# The task
Your answer should repeat every line of the records below in which the word "dyed" appears.

Records from a collection:
- - - - -

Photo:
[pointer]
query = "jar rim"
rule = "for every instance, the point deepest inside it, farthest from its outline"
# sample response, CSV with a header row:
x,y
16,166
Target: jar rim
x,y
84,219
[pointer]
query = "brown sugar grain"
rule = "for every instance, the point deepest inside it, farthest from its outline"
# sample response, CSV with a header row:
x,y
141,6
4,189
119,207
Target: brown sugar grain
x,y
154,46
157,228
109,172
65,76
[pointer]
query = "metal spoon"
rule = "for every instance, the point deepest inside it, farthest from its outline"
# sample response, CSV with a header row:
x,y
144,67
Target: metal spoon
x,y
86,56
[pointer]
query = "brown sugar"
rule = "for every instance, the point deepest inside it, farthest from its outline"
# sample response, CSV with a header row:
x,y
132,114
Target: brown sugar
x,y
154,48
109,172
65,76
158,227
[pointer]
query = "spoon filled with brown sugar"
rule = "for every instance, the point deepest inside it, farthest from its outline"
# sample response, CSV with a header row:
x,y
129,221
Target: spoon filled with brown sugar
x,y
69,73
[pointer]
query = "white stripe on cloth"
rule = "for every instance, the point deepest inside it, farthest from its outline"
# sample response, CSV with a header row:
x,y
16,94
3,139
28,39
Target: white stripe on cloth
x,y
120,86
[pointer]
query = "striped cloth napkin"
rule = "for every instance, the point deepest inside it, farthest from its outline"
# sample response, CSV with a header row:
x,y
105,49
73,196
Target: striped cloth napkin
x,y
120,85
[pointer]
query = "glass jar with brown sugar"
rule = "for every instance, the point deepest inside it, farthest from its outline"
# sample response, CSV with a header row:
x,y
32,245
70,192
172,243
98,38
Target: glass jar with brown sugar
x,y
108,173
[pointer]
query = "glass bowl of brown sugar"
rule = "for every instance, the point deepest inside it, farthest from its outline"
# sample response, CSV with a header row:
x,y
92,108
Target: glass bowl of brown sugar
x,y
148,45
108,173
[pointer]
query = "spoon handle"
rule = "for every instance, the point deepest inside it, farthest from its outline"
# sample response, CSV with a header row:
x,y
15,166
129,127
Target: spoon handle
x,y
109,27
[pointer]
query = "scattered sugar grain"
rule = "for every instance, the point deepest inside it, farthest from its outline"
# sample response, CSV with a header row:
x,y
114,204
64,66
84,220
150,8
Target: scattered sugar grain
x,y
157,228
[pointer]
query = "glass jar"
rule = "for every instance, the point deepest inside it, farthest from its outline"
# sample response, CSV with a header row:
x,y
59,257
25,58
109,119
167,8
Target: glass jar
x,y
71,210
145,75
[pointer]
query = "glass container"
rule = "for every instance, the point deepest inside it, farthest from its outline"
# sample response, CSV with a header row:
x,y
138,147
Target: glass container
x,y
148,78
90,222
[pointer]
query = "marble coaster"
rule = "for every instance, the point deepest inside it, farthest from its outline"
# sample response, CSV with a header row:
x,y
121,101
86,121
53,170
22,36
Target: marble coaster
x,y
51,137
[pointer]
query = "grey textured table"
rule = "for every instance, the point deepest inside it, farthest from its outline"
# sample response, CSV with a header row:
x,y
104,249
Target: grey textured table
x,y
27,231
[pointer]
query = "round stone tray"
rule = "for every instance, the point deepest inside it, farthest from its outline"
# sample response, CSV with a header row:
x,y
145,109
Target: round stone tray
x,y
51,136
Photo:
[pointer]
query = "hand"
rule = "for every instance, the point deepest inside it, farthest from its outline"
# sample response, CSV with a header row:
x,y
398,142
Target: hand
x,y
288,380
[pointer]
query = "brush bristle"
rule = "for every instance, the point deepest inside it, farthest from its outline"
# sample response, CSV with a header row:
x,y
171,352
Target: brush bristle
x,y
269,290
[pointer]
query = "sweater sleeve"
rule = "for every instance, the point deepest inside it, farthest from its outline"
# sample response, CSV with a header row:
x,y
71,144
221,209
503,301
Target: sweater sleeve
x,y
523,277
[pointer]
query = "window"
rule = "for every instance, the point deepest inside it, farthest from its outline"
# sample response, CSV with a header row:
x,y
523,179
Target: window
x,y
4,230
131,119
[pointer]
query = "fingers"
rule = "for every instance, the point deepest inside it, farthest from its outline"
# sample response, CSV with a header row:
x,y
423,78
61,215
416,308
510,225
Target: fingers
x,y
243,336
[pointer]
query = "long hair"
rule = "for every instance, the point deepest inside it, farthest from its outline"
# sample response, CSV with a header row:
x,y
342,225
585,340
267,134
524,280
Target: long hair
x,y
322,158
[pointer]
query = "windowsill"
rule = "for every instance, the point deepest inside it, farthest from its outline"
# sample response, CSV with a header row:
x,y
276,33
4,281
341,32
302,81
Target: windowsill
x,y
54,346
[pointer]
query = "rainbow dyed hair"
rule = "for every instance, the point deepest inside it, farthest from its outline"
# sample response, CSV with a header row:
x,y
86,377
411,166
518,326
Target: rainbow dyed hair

- - - - -

# Answer to this exercise
query = "rainbow dyed hair"
Target: rainbow dyed hair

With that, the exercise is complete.